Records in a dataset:

--- begin ---

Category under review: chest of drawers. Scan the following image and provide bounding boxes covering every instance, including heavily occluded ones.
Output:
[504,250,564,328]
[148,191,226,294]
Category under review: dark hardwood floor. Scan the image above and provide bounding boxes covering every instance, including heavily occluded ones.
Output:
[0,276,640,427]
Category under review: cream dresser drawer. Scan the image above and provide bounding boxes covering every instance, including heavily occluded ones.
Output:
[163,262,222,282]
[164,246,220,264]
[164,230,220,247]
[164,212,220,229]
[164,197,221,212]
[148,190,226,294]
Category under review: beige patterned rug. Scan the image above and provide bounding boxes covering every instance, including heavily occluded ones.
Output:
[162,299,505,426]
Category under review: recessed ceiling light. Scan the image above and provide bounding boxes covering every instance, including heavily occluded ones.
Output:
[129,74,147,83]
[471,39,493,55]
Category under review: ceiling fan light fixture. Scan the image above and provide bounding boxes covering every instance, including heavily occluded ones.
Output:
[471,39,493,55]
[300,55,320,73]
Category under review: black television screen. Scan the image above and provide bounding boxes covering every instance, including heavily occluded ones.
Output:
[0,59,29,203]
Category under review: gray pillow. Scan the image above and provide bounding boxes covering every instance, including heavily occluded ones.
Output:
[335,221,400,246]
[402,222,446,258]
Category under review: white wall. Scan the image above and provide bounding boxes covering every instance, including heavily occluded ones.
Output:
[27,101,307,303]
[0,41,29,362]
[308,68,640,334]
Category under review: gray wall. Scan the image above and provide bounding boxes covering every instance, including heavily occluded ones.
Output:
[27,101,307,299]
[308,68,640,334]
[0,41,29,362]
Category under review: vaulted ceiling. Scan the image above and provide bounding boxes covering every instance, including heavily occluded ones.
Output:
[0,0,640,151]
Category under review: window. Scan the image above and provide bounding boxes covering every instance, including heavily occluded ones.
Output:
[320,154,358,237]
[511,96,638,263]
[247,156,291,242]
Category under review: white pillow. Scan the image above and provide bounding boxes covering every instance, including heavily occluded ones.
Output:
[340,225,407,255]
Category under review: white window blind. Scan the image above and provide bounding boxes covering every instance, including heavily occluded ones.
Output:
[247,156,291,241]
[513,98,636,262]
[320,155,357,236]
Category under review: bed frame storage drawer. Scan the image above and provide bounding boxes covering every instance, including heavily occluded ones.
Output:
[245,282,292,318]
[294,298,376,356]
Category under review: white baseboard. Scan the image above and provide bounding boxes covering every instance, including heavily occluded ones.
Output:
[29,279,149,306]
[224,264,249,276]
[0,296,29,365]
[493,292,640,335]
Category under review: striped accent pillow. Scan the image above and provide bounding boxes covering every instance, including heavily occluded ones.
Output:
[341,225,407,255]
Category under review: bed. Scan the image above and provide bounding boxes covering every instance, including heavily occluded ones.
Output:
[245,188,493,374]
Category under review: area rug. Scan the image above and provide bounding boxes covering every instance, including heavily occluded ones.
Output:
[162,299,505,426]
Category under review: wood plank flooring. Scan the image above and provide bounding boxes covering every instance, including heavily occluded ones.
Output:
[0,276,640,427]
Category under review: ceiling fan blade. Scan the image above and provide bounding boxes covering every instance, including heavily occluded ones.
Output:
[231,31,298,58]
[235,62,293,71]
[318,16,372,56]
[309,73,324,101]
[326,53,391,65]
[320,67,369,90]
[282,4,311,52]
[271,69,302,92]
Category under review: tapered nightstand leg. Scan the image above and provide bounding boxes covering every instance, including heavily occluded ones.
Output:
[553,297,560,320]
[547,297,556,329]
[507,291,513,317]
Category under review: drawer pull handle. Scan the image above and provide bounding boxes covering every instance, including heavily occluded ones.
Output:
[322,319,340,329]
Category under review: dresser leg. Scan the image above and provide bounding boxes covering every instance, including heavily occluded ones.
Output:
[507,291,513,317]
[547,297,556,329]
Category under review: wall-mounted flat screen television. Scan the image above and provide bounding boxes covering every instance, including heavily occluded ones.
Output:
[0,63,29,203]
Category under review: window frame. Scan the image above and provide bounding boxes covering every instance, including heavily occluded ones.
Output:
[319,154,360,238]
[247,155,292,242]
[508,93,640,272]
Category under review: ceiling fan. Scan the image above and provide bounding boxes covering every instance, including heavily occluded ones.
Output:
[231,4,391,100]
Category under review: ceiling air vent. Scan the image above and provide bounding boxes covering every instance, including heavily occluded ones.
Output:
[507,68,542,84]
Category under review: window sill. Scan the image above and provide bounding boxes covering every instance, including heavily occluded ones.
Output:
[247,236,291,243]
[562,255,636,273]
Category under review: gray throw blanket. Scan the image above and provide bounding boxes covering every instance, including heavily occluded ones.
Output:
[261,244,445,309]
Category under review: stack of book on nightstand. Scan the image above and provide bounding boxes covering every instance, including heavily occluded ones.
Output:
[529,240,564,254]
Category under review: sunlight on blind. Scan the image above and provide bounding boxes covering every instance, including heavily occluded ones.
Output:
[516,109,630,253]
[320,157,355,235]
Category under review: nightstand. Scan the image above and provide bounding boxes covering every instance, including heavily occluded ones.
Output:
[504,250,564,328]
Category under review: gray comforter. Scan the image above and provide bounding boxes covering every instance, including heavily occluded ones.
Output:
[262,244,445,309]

--- end ---

» Exercise description
Reproduce every line of the records above, unchanged.

» The response
Category under review: chest of drawers. Scan the following image and provide bounding boxes covering every instance, including heavily occluded ones.
Output:
[504,250,564,328]
[148,191,226,294]
Category under review: dark hardwood floor. Scan the image above and provide bounding boxes covering every instance, including heavily occluded ones.
Output:
[0,276,640,427]
Category under review: cream dresser drawer. Scan the image above and provide bounding boxes covering every instance, including heavily occluded ones.
Output:
[163,262,222,282]
[164,246,220,264]
[164,230,220,247]
[164,212,220,229]
[164,197,221,212]
[148,190,226,294]
Category under review: beige patterned rug. Scan the image above and provide bounding boxes covering every instance, including heavily occluded ones.
Output:
[162,299,505,426]
Category under review: recessed ceiling light. Scan the image above and provide bounding boxes covering every instance, including heavily occluded ones.
Output:
[129,74,147,83]
[471,39,493,55]
Category under review: ceiling fan light fixture. Scan the image above and provide bounding boxes covering every instance, including heavily occluded ones.
Output:
[471,39,493,55]
[300,55,320,73]
Category under review: black television screen. Scan the image above and provide bounding boxes covering every instance, including heavily occluded ones.
Output:
[0,59,29,203]
Category under review: gray pillow. Scan the image above and provide bounding boxes covering every instance, including heavily occluded ones.
Output:
[335,221,400,246]
[402,222,446,258]
Category under review: white wall. Scan the image above and provide bounding boxes covering every instance, including heavily occluded ones.
Output:
[27,101,307,303]
[0,41,29,362]
[308,68,640,334]
Category under review: gray wall. Scan the image above and provide bounding boxes covering every instance, including heavily occluded ones.
Output:
[27,101,307,299]
[308,68,640,334]
[0,41,29,362]
Category under review: vaulted ceiling. Scan the image above and provide bounding boxes covering every instance, including heavily occluded ones.
Output:
[0,0,640,151]
Category under review: window. Scan the image above and provide bounding boxes covering every instance, including heavily occluded ones.
Output:
[320,154,358,237]
[511,96,638,263]
[247,156,291,242]
Category under review: white pillow. Scan the image above and provide bounding boxes covering every instance, including heavily occluded ones.
Output:
[340,225,407,255]
Category under review: white window blind. Scan the image above and provide bounding boxes covering every instance, including heavily occluded ones.
Output:
[247,156,291,241]
[513,98,636,262]
[320,155,357,236]
Category under review: bed frame storage drawer. Scan the image above and provide bounding boxes covering every instance, including heavily occluded ones.
Output:
[245,282,292,318]
[294,298,376,356]
Category under review: white baseboard. Scan the image above and provide bounding boxes covering every instance, including heavily occluded ones.
Output:
[29,279,149,306]
[224,264,249,276]
[0,296,29,365]
[493,292,640,335]
Category under review: striped accent pillow. Scan the image above and provide bounding boxes covering every instance, including heavily occluded ones.
Output:
[341,225,407,255]
Category under review: bed. Scan the image above and provide bounding boxes covering every instance, including heavily occluded ones.
Output:
[245,188,493,374]
Category under review: area rug. Scan the image above and provide bounding boxes covering every instance, including heavily occluded ones.
Output:
[162,299,505,426]
Category under review: wood plank flooring. Scan the image above and provide bounding boxes covering every instance, including heavily occluded ones.
Output:
[0,276,640,427]
Category under review: ceiling fan blade. Scan the image above and provide bounding boxes covering every instance, including heavily occluded ones.
Output:
[231,31,298,58]
[235,62,293,71]
[318,16,372,56]
[309,73,324,101]
[326,53,391,65]
[320,67,369,90]
[282,4,311,52]
[271,69,302,92]
Category under review: tapered nightstand leg. Scan the image above and provide bounding boxes covering every instance, including heavily occluded ones.
Output:
[553,297,560,320]
[547,297,556,329]
[507,291,513,317]
Category under review: drawer pull handle. Scan the image above and provide bounding boxes covering every instance, including heavily occluded ones.
Output:
[322,319,340,329]
Category under review: dresser leg. Scan the image above and provide bounding boxes covering every instance, including heavily occluded ones.
Output:
[507,291,513,317]
[547,297,556,329]
Category under review: wall-mounted flat screen television. Scan the image above and provide bounding boxes covering every instance, including heavily occluded ones.
Output:
[0,63,29,203]
Category under review: window frame. Scan the image above and provide bounding boxes covering every instance, including heavily occluded ones.
Output:
[319,154,360,238]
[247,155,292,242]
[508,93,640,272]
Category under review: ceiling fan. Scan the image above and provide bounding boxes covering every instance, including heavily occluded ones.
Output:
[231,4,391,100]
Category under review: ceiling air vent. Scan the image above and provide bounding boxes covering every instance, including heavily occluded ones.
Output:
[507,68,542,84]
Category under review: window sill. Scan the image above and provide bounding boxes covering every instance, including heavily occluded ones.
Output:
[247,236,291,243]
[562,255,636,273]
Category under review: gray throw blanket. Scan the image above and provide bounding boxes covering every instance, including heavily occluded ones.
Output:
[261,244,445,309]
Category under review: stack of book on nightstand. Scan the image above and provide bounding boxes covering every instance, including heavily occluded ones.
Output:
[529,240,564,254]
Category under review: sunlight on blind. Scan the image above and provide bounding boxes covering every instance, including heavily occluded ones.
Output:
[516,109,630,253]
[320,157,355,235]
Category under review: nightstand. Scan the image above and provide bounding boxes covering every instance, including heavily occluded ones.
Output:
[504,250,564,328]
Category under review: gray comforter. Scan the image above and provide bounding boxes covering every instance, including heavily occluded ones.
Output:
[262,244,445,309]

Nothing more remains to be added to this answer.